» **PROBLEM TO WORK ON**
Lines with the word "statue" in them are the ones to copy from the records.

Referring expression pointing data:
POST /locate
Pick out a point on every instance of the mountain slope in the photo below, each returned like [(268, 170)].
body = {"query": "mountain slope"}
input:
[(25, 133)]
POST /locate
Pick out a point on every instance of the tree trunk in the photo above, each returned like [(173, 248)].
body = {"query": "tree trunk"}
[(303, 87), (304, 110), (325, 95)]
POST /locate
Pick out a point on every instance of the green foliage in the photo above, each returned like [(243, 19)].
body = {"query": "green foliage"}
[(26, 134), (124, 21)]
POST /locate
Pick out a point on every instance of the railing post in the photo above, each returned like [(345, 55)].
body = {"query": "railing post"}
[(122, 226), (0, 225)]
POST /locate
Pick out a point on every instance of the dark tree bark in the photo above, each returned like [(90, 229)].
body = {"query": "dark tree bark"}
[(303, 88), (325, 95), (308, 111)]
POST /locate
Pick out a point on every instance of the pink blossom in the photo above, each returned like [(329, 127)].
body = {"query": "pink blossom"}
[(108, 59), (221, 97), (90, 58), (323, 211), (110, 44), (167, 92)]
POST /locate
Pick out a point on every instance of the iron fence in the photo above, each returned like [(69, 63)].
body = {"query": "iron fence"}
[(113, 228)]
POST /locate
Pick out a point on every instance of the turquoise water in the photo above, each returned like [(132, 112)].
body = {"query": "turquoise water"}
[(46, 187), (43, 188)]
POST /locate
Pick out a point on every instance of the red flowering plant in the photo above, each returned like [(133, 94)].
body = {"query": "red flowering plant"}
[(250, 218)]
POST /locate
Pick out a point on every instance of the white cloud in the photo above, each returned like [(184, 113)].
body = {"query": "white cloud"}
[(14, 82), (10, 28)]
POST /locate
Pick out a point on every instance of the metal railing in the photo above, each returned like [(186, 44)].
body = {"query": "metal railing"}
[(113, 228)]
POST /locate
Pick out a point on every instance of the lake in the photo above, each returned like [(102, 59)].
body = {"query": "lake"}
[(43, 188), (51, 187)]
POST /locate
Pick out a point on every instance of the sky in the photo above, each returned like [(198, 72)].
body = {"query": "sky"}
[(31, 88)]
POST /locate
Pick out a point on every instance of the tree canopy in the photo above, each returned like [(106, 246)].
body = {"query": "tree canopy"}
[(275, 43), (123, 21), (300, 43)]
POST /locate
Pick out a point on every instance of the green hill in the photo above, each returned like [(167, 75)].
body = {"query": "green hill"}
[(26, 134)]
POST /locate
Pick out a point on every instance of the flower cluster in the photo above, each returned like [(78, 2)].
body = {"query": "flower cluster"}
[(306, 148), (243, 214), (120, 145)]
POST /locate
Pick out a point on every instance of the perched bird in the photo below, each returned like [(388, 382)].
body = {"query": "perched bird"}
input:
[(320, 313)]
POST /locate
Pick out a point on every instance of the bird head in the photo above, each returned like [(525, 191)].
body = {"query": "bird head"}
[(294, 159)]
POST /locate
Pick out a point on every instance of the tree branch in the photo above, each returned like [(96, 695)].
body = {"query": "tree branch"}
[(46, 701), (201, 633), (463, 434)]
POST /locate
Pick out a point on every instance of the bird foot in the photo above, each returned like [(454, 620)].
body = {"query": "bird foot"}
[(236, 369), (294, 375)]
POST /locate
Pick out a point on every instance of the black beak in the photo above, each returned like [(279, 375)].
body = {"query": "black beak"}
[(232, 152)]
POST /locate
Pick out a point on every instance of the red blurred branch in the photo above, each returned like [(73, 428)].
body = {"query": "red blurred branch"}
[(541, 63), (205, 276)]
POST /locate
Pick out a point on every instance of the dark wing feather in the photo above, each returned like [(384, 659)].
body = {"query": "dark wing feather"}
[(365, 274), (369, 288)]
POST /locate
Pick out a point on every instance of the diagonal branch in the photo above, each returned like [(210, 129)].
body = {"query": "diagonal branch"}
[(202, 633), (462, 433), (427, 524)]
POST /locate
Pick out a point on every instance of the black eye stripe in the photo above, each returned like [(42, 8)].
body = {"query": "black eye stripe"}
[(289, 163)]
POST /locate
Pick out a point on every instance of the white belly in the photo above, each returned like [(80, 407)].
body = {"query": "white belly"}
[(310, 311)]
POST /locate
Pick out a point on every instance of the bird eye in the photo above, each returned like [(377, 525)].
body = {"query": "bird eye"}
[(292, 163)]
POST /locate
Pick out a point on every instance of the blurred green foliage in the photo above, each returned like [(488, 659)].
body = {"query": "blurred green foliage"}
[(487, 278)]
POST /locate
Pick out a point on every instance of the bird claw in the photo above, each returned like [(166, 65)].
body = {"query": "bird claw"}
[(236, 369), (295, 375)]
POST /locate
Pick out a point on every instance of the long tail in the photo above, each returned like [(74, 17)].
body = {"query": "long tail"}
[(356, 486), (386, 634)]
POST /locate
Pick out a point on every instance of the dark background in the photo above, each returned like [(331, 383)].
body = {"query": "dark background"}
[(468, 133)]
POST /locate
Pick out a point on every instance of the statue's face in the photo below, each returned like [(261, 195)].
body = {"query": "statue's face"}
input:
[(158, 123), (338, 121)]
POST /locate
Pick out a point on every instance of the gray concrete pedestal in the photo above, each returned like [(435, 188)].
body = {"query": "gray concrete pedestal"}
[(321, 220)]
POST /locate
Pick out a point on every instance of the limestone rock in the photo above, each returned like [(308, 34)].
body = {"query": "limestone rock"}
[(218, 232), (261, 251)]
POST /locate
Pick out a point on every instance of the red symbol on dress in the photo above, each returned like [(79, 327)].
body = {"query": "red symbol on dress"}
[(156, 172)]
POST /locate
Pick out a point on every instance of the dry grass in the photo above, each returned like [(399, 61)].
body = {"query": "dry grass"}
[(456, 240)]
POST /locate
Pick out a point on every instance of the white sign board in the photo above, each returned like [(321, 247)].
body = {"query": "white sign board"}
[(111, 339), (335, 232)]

» **ANSWER SPACE**
Pick out a point on every instance of the statue's face in the photo below, each returned like [(261, 195)].
body = {"query": "statue's face"}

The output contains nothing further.